> **DIRECTIONS**: Repeat the material below exactly, line for line.

## start

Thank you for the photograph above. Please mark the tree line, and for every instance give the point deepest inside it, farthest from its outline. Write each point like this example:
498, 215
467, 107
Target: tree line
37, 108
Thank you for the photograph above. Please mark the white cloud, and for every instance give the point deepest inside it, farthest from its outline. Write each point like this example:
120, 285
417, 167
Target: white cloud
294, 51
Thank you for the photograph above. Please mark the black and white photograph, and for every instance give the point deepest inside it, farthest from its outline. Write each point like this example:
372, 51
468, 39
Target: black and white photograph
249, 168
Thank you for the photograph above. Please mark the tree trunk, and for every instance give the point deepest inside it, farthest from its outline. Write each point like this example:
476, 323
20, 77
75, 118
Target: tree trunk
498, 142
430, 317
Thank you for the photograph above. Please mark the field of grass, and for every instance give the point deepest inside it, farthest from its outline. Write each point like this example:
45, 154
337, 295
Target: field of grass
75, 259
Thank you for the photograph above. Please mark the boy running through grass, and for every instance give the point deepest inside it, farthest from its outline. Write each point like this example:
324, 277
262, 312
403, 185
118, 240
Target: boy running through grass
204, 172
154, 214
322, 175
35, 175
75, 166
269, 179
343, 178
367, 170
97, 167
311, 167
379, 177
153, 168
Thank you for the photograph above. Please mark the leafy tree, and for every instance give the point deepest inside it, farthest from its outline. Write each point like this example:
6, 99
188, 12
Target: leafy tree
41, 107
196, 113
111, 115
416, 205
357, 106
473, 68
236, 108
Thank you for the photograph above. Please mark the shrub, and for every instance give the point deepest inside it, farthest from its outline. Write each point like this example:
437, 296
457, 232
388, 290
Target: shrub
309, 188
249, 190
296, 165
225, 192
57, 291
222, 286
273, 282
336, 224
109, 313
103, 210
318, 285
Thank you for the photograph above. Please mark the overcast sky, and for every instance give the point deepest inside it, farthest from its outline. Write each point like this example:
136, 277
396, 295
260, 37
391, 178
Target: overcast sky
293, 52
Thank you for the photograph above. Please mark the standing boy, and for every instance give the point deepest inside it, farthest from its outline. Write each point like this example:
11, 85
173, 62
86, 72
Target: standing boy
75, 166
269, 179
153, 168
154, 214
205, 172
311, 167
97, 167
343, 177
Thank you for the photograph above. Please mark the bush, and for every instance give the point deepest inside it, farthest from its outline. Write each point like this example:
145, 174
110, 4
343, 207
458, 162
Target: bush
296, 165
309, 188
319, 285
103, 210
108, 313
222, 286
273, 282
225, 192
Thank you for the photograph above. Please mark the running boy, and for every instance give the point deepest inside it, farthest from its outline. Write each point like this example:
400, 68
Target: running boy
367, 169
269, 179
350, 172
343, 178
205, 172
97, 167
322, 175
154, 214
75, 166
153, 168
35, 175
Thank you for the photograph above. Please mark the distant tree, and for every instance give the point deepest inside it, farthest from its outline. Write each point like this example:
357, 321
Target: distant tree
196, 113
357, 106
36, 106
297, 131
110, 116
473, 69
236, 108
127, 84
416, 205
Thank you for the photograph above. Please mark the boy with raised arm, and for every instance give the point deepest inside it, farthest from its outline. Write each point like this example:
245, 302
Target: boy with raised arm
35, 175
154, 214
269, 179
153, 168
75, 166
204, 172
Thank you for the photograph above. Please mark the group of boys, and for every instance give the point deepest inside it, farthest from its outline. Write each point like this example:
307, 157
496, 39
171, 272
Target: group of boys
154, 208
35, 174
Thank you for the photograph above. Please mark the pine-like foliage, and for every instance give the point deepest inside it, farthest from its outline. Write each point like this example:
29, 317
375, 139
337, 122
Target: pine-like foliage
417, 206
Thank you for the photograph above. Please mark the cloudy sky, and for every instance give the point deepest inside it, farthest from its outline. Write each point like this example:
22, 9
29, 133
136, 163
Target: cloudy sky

## end

> **CORRECT ANSWER**:
Thank you for the photograph above. Please mark the tree line, and for every instance give the point deepest inside it, farthest from its outline. Write each point like this example:
498, 215
467, 107
Target: tree line
37, 108
Thank you for the photograph above. Please mark the white cloud, and for every instance give the point deepest inside it, farthest from its outline. Write each point like this example:
120, 285
417, 167
Target: white cloud
294, 51
Thank you for the photograph above. Please mark the black and white photograph, and for every instance give the point deepest inside it, farthest from its outline. Write each point like this example:
372, 51
468, 39
Target: black and white photograph
249, 168
Thank you for the photograph above. Please mark the tree trunk, and for every instance give the point deepest inside it, farthest from its outline. Write each point like this example:
476, 323
20, 77
75, 118
Target: tree trunk
498, 142
430, 317
Thank you for the photograph above. Please mark the field of grass, and for every instance give the point deepest inside it, farthest from its outline. Write each point like this example:
45, 154
337, 295
Target: field of grass
75, 259
Thank you for the photograph above. Please mark the boy running through grass, and for every instance give the point deepest inside it, farthest from its outline. Write each point like this example:
324, 277
262, 312
403, 185
118, 240
Target: boy running through grass
204, 172
154, 214
322, 175
35, 175
75, 166
269, 179
343, 178
367, 170
97, 167
311, 167
379, 177
153, 168
Thank you for the photograph above. Please mark the leafy tree, and for every instance give the point deepest inside it, farthest from its outline. Write each point like this example:
6, 99
188, 12
Target: leafy tree
41, 107
196, 113
111, 115
416, 205
357, 106
473, 68
236, 108
Thank you for the photograph above. Please mark the shrub, and for every instance give the point deepest inside it, farthest from its outline. Write each point like this example:
437, 296
457, 232
388, 290
Target: shrub
309, 188
249, 190
296, 165
225, 192
57, 291
222, 286
273, 282
336, 224
109, 313
103, 210
318, 285
Thank you for the photograph above. Please mark the overcast sky, and for every instance give the point deepest inside it, farthest from its outline. Write each point like this example:
136, 277
396, 295
260, 37
391, 178
Target: overcast sky
293, 52
Thank you for the photograph above. Please mark the standing boy, and for every instance give the point deepest inside it, farthest from its outline. Write each point like this example:
11, 85
173, 62
86, 72
Target: standing boy
75, 166
269, 179
153, 168
154, 214
205, 172
311, 167
97, 167
343, 177
Thank you for the photograph above. Please mark the bush, and for every instance give the point deepest inside it, farthest from its outline. Write each point like this example:
145, 174
110, 4
343, 207
458, 162
Target: bush
296, 165
309, 188
319, 285
103, 210
108, 313
222, 286
273, 282
225, 192
Thank you for the photograph above. Please mark the running boy, and for every instance give the point deepest inside it, farthest from its outline. Write each point like this example:
400, 68
Target: running boy
367, 169
269, 179
350, 172
343, 178
205, 172
97, 167
322, 175
154, 214
75, 166
153, 168
35, 175
Thank you for the photograph above. Please mark the distant tree, and for every instance give the point deepest inside it, farthest from its outline. Write each point like this example:
357, 321
Target: distant tree
196, 113
357, 106
36, 106
297, 131
110, 116
473, 69
236, 108
127, 84
416, 205
Thank you for the photograph above. Please mark the boy with raised arm, and for every instance give the point deepest inside it, farthest from its outline. Write each point like this example:
245, 302
Target: boy with raised arm
35, 175
154, 214
269, 179
153, 168
75, 166
204, 172
Thank you for the photograph above. Please mark the group of boys, and for every instance give the point deepest inside it, farthest from its outline. Write each point like this example:
307, 157
496, 39
171, 272
Target: group of boys
154, 208
35, 174
Thank you for the photograph above. Please mark the pine-like foliage, and for every instance give the point deepest inside it, farthest from its outline. Write each point like this example:
29, 317
375, 139
337, 122
Target: pine-like foliage
417, 206
Thank you for the photograph above. Please mark the cloudy sky, and for every instance give the point deepest inside it, farthest from its outline. Write each point like this example:
22, 9
29, 133
136, 163
Target: cloudy sky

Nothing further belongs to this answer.